[START EXTRACTED MATERIAL]

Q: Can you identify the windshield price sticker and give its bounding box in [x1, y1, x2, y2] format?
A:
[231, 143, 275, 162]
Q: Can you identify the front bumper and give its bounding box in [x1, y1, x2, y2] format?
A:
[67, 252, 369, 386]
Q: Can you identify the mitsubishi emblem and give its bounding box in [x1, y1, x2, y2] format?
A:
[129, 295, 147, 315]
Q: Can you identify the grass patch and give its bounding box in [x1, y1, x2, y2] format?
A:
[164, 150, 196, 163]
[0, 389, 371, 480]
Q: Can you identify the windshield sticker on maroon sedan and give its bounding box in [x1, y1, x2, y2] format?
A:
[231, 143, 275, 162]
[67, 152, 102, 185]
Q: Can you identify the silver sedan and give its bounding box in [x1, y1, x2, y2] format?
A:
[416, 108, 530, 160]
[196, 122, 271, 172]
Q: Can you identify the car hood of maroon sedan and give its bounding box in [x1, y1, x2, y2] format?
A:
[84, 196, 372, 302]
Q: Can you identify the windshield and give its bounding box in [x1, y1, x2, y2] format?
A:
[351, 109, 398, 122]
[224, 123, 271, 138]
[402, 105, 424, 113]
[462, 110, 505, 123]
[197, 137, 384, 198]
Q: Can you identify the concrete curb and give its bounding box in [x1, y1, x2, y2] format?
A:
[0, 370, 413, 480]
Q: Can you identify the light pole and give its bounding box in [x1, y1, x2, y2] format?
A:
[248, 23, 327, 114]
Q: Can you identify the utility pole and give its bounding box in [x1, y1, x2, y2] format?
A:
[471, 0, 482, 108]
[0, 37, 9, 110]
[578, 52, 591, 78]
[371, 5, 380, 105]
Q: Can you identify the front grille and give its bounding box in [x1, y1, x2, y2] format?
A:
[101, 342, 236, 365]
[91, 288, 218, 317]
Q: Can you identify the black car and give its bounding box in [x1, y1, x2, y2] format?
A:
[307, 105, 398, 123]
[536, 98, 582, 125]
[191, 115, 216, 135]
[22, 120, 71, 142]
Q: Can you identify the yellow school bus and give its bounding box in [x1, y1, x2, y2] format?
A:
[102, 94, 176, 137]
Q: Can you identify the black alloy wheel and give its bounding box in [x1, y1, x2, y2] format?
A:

[END EXTRACTED MATERIAL]

→ **STATED GOAL**
Copy the lines of the records above without any change, starting at the line containing "Q: Can you identify the windshield and" and ending at the line containing "[0, 370, 413, 480]", both of those lines included.

→ **TASK RESULT**
Q: Can you identify the windshield and give its bounding box in [x1, y1, x2, y2] format?
A:
[351, 109, 398, 122]
[224, 123, 271, 138]
[402, 105, 424, 113]
[462, 110, 505, 123]
[197, 137, 384, 198]
Q: Can you identify the concrete curb and give its bounding box in [x1, y1, x2, y2] format?
A:
[0, 370, 413, 480]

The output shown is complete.